Some perfectly legal and valid reasons for termination are as follows:
- Failure of patient to pay
- Failure of patient to show up for appointments
- Refusal by the patient to give consent for any procedure that in the opinion of the doctor is life-saving and absolutely necessary
- Refusal by the patient to allow implementation of the treatment plan
- Refusal by the patient to follow instructions
- Doctor’s change of practice
- Doctor’s abandonment of practice
Duty of care during emergency
a “duty of care” on each and every doctor to attend emergency patients. Parmanand Katara v/s Union of India – This duty was cast on the doctors by the Supreme Court in the case of Parmanand Katara v/s Union of India wherein it was stated, “Every doctor whether at a government hospital or otherwise has the professional obligation to extend his services with due expertise for protecting life, the obligation being total, absolute and paramount.”
KEY POINTS
1. Informed consent is the legal embodiment of the concept of the right to make decisions regarding one’s well-being.
2. Informed consent should be based on the ‘professional standard’ or peer ‘accepted risks’ approach, or the ‘materiality risk’ or ‘prudent patient’ approach.
3. The courts recognize situations in which non-disclosure by a physician is excused. Most notable among these are the adoption of life-saving measures during an emergency.
4. The therapeutic privilege allows withholding of information as it may adversely affect the patient.
5. If the risk involved can have severe consequences, like death or serious disability, it is material and should be disclosed independent of the frequency of the consequences.
6. Severe risks (e.g. death, paralysis, loss of eyesight or hearing and damage to any other sense organ) should always be disclosed, even when the probability of their occurrence is almost negligible.
7. Consent cannot be cited as an excuse for carelessness or lack of skill or the rash action of a doctor, or lack of prescribed standards for treatment, a procedure or surgery, or legally speaking for any action instituted for negligence.

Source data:
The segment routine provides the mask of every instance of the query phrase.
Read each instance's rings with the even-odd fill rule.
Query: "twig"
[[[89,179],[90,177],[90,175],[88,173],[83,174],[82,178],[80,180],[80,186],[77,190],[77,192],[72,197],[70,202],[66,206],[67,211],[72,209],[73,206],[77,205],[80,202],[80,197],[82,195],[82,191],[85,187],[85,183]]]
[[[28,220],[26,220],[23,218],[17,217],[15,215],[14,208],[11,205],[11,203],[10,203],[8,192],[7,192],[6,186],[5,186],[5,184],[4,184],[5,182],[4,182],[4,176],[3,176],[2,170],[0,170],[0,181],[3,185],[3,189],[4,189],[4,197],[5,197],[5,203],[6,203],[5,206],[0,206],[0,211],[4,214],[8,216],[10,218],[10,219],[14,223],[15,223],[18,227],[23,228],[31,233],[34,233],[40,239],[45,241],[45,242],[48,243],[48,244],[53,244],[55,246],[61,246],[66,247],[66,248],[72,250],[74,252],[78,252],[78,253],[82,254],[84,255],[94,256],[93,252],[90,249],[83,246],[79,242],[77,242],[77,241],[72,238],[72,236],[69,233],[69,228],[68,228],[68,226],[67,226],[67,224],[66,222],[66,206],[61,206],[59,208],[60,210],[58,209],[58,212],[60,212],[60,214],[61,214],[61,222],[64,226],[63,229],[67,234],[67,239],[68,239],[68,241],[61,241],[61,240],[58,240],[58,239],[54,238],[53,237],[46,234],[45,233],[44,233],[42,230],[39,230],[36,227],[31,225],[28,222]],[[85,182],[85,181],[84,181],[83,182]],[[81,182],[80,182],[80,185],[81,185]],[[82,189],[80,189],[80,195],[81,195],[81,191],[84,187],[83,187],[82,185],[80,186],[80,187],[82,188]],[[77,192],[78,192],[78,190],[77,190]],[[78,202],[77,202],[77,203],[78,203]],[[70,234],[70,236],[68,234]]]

> What you need to do: Quote the part of the medical consent text starting with "2. Informed consent" and going on through "is almost negligible.".

> Task solution:
2. Informed consent should be based on the ‘professional standard’ or peer ‘accepted risks’ approach, or the ‘materiality risk’ or ‘prudent patient’ approach.
3. The courts recognize situations in which non-disclosure by a physician is excused. Most notable among these are the adoption of life-saving measures during an emergency.
4. The therapeutic privilege allows withholding of information as it may adversely affect the patient.
5. If the risk involved can have severe consequences, like death or serious disability, it is material and should be disclosed independent of the frequency of the consequences.
6. Severe risks (e.g. death, paralysis, loss of eyesight or hearing and damage to any other sense organ) should always be disclosed, even when the probability of their occurrence is almost negligible.